━━ DATA EXCERPTS
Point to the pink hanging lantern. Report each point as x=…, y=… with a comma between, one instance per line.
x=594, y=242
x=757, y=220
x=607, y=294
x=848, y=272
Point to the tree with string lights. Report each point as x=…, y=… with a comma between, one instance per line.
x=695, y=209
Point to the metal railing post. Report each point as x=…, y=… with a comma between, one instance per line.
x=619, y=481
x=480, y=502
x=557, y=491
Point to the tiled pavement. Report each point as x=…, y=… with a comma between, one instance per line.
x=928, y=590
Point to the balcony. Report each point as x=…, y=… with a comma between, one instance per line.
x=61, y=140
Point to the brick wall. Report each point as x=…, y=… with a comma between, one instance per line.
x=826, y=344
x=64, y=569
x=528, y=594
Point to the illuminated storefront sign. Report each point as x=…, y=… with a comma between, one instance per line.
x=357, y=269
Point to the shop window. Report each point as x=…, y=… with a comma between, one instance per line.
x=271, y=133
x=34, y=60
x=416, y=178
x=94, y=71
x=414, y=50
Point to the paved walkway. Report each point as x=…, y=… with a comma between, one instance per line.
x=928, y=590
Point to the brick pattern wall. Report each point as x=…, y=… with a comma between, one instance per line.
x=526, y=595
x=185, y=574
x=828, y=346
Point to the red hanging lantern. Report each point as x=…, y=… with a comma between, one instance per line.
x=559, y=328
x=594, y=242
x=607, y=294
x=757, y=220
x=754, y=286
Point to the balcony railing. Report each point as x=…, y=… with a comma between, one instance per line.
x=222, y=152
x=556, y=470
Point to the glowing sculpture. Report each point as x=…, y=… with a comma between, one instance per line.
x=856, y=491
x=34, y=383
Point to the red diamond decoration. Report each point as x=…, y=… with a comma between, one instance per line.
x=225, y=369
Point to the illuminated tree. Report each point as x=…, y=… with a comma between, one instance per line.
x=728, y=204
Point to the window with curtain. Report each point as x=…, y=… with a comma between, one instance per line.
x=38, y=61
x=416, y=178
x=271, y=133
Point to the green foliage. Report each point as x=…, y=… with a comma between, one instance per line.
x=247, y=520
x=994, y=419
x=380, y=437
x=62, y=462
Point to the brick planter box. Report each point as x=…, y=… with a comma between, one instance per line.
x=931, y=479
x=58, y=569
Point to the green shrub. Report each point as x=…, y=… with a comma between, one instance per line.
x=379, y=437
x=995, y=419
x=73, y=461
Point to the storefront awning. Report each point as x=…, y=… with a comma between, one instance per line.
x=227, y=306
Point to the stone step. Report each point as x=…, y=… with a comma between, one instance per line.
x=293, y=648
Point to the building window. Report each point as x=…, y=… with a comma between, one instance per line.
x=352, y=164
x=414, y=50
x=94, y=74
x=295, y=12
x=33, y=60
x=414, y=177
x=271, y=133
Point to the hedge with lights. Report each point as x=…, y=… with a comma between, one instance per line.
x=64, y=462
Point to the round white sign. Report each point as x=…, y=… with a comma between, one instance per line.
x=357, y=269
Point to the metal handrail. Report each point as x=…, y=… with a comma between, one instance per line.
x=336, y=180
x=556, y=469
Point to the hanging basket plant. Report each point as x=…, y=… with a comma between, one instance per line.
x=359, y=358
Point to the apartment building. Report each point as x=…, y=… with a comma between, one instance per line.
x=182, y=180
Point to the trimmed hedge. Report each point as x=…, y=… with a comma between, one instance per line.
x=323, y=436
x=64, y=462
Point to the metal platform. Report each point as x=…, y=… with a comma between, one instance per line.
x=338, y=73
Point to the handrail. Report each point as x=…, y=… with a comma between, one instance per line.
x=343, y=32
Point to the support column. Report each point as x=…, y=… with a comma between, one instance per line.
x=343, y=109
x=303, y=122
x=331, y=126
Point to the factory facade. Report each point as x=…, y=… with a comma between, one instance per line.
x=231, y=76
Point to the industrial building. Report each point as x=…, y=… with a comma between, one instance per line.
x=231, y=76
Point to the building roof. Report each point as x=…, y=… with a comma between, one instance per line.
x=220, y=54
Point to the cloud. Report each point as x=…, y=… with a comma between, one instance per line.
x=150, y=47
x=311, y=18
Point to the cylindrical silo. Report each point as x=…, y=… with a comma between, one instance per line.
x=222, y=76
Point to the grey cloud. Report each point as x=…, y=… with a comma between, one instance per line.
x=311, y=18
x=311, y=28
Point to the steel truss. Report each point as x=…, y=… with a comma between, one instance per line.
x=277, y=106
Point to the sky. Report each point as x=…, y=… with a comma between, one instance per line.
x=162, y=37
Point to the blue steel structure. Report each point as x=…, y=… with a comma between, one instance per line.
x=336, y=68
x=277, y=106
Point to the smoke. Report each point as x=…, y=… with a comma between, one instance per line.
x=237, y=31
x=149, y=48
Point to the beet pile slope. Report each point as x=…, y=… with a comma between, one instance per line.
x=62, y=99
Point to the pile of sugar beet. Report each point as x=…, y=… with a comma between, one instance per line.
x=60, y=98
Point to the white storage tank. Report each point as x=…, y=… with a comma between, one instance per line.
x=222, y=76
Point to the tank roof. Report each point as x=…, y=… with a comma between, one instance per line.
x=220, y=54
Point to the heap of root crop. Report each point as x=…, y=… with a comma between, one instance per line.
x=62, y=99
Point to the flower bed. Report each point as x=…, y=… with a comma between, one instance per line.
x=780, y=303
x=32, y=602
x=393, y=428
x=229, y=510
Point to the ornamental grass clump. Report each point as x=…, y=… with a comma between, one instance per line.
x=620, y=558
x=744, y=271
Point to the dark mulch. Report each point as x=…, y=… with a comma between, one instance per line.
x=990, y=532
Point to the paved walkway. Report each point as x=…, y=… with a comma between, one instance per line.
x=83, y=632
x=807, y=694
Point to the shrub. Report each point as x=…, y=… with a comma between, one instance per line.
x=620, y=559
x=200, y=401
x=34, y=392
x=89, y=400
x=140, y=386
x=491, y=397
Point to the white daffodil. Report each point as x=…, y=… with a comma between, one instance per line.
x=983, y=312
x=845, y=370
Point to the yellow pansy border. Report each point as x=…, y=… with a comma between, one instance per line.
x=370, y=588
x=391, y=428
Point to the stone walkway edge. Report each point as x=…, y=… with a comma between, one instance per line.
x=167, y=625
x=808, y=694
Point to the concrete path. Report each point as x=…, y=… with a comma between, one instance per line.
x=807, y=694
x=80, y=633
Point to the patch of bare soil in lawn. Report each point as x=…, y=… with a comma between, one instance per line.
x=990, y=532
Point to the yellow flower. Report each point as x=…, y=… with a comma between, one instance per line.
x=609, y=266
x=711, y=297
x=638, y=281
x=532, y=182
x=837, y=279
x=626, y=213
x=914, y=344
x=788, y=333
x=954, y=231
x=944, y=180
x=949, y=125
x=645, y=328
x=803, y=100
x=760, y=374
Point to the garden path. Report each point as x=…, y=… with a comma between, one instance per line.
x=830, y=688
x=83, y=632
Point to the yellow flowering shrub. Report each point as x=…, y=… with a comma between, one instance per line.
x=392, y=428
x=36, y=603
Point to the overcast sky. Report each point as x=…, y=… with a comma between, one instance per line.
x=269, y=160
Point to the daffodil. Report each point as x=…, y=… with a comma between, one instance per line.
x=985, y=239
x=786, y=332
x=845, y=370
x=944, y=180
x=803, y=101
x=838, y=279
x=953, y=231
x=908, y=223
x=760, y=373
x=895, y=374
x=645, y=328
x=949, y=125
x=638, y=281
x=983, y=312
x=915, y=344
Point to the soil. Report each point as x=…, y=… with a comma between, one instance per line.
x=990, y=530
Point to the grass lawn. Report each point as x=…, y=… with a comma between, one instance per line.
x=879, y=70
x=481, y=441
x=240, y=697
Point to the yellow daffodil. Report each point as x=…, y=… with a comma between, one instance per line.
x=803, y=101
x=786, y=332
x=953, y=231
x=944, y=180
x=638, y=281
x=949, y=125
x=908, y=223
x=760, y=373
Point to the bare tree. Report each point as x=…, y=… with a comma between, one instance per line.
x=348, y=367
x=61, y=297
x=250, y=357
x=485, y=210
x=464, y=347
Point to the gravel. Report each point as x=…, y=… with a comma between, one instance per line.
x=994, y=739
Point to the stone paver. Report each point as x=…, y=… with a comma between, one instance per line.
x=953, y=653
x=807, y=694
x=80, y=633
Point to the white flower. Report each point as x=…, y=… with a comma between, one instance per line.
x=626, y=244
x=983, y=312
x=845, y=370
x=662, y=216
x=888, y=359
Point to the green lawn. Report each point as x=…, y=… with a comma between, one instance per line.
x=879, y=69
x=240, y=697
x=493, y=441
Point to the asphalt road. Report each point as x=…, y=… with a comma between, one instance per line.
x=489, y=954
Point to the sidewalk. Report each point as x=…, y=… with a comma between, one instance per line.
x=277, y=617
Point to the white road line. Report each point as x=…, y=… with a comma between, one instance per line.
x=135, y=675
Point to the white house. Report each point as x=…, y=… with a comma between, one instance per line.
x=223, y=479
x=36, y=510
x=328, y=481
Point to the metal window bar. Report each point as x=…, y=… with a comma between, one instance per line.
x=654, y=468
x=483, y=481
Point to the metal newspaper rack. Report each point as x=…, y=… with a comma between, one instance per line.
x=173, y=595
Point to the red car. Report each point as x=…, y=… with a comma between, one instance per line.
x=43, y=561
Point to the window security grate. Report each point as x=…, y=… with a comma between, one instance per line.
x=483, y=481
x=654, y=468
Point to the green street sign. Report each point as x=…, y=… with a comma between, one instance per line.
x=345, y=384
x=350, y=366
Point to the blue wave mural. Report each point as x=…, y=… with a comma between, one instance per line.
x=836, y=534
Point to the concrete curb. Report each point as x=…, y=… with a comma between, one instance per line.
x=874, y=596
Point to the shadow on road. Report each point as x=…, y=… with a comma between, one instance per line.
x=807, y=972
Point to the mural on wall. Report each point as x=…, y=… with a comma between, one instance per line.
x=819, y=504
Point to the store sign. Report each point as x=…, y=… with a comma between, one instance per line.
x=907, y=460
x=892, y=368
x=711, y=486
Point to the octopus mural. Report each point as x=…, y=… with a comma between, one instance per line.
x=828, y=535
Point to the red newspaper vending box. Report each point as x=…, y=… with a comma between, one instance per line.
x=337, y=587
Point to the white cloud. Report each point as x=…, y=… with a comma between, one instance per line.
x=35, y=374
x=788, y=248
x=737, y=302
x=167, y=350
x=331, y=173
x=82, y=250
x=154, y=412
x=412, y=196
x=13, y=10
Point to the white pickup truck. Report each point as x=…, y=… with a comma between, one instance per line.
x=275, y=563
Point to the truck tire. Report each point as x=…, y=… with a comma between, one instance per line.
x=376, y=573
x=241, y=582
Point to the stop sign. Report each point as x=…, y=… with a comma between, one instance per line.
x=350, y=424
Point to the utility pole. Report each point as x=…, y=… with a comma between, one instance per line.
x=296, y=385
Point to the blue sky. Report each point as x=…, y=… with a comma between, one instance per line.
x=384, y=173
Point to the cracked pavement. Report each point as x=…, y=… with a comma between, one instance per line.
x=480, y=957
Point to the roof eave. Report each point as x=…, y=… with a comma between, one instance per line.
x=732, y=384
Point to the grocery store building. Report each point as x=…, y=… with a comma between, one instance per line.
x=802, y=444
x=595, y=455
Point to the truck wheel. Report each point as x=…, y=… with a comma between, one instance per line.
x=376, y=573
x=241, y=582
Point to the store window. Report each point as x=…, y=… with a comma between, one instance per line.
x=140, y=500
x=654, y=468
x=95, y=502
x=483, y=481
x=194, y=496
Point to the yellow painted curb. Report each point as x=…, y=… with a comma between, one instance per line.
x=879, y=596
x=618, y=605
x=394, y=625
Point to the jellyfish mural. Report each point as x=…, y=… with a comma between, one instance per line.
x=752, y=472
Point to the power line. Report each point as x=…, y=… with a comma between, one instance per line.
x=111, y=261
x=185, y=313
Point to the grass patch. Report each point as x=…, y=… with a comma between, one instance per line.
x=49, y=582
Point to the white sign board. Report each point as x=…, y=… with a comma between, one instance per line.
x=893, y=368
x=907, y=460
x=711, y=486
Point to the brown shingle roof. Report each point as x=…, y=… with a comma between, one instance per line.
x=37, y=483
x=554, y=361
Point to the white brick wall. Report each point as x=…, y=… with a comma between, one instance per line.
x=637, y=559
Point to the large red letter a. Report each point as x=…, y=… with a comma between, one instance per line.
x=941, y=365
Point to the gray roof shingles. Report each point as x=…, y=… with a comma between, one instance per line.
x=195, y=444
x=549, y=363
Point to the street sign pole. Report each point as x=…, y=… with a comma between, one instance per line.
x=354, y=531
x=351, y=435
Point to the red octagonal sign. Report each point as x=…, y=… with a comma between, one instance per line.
━━━━
WHAT IS ASKED —
Can you pull out the stretch of items from the line containing "Point to the steel" through the line containing "x=808, y=694", both included, and reproduce those lines verbatim?

TASK OUTPUT —
Point to the steel truss. Report each point as x=…, y=… with a comma between, one instance per line.
x=277, y=106
Point to the sky. Report each point as x=…, y=… with a comma between, one instance per line.
x=162, y=37
Point to the blue steel structure. Report each point as x=…, y=… with a comma between, one instance per line.
x=336, y=68
x=277, y=106
Point to the smoke. Report each point as x=…, y=… with a comma between, one instance per line.
x=237, y=31
x=149, y=48
Point to the beet pile slope. Report each point as x=…, y=… with a comma between, one instance per line.
x=62, y=99
Point to the pile of sugar beet. Report each point as x=…, y=… with a comma between, one instance per line.
x=60, y=98
Point to the white storage tank. Report each point as x=…, y=… with a comma between, one instance per line.
x=222, y=76
Point to the tank roof. Report each point as x=…, y=… with a comma between, one instance per line.
x=220, y=54
Point to the heap of root crop. Report each point as x=…, y=… with a comma between, one instance per line.
x=62, y=99
Point to the flower bed. Report each point as x=…, y=… with a comma between, one instance per line.
x=780, y=303
x=32, y=602
x=393, y=428
x=229, y=510
Point to the ornamental grass clump. Report each point as x=…, y=… with a comma between, one instance per line.
x=620, y=558
x=744, y=271
Point to the dark mulch. Report each point as x=…, y=… with a comma between, one instance per line.
x=990, y=532
Point to the paved walkway. Report each point as x=…, y=… with a comma between, one instance per line.
x=83, y=632
x=807, y=694
Point to the shrub. Report each point as x=…, y=… with a comma between, one instance per line.
x=620, y=559
x=200, y=401
x=34, y=392
x=89, y=400
x=140, y=386
x=491, y=397
Point to the white daffodil. Report each point as x=…, y=… with a comma between, one instance per line.
x=983, y=312
x=845, y=370
Point to the yellow pansy border. Report each point as x=…, y=… with a comma between, one instance per line.
x=370, y=588
x=391, y=428
Point to the stone walkway edge. Report each point as x=…, y=… with a comma between, one instance per line.
x=167, y=625
x=808, y=694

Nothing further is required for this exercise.